■ Exercise brief ■
Copy the items from the line that has "the rock in" through the line that has "[159,348,256,426]", switching "Grateful" to "Thankful" and keeping everything else the same. Return only those lines.
** Start of Available records **
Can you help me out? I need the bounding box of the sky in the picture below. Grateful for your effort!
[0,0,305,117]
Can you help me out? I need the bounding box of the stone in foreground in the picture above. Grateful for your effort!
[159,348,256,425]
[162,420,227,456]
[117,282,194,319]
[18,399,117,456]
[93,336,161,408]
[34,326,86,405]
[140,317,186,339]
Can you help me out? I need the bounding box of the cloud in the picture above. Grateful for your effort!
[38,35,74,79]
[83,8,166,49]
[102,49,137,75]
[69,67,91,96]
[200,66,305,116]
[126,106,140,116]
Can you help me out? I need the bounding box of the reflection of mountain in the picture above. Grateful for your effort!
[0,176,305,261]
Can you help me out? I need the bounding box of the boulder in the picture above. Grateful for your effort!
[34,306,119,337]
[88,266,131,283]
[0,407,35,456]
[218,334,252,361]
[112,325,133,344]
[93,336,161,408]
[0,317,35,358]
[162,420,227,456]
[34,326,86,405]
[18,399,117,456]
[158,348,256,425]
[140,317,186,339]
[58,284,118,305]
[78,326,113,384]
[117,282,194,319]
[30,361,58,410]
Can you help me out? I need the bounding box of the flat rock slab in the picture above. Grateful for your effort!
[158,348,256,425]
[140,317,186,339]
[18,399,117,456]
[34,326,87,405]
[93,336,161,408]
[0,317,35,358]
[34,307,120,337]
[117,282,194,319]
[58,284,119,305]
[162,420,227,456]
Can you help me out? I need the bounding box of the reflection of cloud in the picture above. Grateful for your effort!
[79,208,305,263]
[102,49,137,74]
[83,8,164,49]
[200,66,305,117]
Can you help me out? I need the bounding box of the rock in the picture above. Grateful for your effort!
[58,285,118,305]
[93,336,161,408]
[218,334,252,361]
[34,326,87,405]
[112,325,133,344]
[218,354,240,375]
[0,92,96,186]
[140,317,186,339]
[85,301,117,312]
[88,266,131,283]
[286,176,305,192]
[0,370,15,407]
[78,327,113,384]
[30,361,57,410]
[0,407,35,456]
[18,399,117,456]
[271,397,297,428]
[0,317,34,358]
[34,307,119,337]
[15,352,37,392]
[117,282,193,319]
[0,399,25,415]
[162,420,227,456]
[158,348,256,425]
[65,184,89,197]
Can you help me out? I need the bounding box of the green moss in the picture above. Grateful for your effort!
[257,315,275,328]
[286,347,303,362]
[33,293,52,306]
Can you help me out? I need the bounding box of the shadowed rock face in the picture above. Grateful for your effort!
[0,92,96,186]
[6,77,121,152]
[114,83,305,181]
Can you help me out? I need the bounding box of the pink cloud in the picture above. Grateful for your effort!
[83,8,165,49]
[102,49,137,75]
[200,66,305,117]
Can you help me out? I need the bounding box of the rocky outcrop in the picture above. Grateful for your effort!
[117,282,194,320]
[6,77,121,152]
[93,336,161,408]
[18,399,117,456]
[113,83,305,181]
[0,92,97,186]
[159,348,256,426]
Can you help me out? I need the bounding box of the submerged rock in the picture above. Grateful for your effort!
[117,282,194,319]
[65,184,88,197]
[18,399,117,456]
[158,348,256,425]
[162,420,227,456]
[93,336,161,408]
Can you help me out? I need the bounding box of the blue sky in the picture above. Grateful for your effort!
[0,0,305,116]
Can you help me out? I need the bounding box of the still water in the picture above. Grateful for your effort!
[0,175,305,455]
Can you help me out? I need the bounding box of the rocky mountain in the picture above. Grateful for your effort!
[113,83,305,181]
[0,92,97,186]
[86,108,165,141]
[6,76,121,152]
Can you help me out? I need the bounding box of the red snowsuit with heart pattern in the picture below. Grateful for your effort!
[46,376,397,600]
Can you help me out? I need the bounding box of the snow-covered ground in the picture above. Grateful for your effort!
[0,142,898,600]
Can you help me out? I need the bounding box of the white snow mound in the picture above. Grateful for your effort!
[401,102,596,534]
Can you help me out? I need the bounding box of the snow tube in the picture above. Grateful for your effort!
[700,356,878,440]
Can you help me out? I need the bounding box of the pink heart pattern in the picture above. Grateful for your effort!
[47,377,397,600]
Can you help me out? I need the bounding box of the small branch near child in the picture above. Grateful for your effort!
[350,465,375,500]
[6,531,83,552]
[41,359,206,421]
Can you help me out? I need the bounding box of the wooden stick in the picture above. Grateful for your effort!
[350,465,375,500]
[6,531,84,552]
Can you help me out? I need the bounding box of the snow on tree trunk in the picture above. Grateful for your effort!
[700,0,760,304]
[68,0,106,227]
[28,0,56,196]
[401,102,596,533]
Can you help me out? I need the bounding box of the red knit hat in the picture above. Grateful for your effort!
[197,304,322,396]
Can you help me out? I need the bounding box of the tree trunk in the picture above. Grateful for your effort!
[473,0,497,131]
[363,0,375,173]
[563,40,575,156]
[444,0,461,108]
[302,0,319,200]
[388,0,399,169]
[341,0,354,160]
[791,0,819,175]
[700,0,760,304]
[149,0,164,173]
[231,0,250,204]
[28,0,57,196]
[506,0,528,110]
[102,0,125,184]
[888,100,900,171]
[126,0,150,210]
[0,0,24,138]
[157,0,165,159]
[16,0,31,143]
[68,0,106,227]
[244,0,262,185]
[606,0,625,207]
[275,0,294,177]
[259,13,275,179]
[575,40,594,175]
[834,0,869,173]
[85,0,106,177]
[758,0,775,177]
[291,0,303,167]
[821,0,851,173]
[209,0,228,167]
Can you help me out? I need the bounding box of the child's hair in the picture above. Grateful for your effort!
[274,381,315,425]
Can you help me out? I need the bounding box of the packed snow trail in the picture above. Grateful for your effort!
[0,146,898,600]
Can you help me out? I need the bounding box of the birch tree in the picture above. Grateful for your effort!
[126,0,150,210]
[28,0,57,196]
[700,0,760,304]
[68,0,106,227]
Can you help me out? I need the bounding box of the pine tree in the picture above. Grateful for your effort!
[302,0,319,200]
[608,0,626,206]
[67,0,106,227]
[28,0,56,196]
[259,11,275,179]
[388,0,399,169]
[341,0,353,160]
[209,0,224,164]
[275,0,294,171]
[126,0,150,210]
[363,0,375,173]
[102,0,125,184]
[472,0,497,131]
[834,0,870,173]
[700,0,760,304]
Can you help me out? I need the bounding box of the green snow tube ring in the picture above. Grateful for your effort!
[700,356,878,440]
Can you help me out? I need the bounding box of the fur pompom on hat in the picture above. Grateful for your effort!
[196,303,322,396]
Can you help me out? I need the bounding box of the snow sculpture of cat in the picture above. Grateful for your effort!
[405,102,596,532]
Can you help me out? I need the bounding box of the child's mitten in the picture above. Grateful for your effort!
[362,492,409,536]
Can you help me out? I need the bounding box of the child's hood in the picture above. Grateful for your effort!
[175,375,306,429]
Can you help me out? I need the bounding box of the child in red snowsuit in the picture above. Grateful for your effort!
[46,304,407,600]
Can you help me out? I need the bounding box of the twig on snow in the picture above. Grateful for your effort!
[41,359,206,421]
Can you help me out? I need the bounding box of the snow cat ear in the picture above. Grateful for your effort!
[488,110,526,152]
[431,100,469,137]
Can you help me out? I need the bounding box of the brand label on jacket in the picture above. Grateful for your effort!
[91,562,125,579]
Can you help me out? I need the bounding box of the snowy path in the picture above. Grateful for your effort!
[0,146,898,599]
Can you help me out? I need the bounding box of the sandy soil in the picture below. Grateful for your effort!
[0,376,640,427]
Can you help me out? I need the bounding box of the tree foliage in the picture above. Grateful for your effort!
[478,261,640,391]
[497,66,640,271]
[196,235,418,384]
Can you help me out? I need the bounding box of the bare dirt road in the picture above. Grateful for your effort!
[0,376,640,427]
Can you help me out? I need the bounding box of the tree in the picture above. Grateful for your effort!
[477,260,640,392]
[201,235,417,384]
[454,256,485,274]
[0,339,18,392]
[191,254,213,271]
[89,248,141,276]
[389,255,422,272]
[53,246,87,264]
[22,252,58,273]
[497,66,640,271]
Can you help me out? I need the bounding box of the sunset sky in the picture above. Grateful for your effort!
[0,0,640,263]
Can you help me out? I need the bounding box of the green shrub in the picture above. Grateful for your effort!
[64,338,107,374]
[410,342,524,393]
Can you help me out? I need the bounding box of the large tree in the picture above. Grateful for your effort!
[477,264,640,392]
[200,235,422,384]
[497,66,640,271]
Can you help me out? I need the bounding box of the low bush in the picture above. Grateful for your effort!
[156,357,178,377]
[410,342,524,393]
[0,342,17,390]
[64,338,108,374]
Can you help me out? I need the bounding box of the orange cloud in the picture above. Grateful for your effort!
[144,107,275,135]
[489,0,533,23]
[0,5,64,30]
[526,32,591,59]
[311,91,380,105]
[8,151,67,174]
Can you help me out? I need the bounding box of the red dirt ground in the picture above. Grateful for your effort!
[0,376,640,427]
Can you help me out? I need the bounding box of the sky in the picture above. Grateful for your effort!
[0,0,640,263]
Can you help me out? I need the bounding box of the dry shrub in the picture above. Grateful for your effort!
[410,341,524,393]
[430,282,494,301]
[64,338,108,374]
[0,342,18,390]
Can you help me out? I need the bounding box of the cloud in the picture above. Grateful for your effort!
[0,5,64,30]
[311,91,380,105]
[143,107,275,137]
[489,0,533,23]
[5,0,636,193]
** End of Available records **
■ Result of the exercise ■
Can you help me out? I need the bounding box of the rock in the picture above. Thankful for your effort!
[58,285,118,305]
[93,336,161,408]
[218,334,252,361]
[34,326,87,405]
[112,325,133,344]
[218,354,240,375]
[0,92,96,186]
[140,317,186,339]
[85,301,117,312]
[88,266,131,283]
[286,176,305,192]
[0,370,15,407]
[78,327,113,384]
[30,361,57,410]
[0,407,35,456]
[18,399,117,456]
[271,397,297,428]
[0,317,34,358]
[34,307,119,337]
[15,352,37,392]
[117,282,193,319]
[0,399,25,415]
[162,420,227,456]
[158,348,256,425]
[65,184,89,197]
Can you help me out? I need the bounding box of the green moss in the picture above. Thankful for your effort!
[257,315,275,328]
[286,347,303,362]
[33,293,52,306]
Can you help me out? I need the bounding box of the shadowed rock face in the picture above. Thankful for your effort!
[0,92,96,186]
[6,77,121,152]
[114,83,305,181]
Can you help me out? I need the bounding box of the pink cloud in the picture above. Thankful for your effort!
[83,8,165,49]
[102,49,137,75]
[200,66,305,117]
Can you help me out? I need the bounding box of the rocky outcrop in the picture above. Thankful for your effort!
[117,282,194,320]
[6,77,121,152]
[93,336,161,408]
[18,399,117,456]
[113,83,305,181]
[0,92,97,186]
[159,348,256,426]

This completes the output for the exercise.